(Stored data entries)
◆ ◆ ◆ ◆

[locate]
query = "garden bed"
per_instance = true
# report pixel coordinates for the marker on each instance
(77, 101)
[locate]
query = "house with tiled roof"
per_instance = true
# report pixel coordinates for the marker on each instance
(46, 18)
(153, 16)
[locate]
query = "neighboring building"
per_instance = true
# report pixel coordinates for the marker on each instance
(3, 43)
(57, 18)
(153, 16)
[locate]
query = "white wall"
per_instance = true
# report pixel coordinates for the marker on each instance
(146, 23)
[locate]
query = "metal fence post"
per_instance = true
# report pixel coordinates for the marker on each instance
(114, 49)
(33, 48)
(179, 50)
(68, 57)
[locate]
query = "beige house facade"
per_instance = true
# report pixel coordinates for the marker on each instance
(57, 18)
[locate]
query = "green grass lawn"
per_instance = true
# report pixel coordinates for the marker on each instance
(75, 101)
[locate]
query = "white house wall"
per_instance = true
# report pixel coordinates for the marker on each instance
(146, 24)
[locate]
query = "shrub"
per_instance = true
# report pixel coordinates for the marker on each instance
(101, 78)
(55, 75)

◆ ◆ ◆ ◆

Extract each line in the records that contains the word "house". Matches must have the same capitalization.

Completed task:
query = "house with tiled roof"
query = "beige house facade"
query = "white house wall"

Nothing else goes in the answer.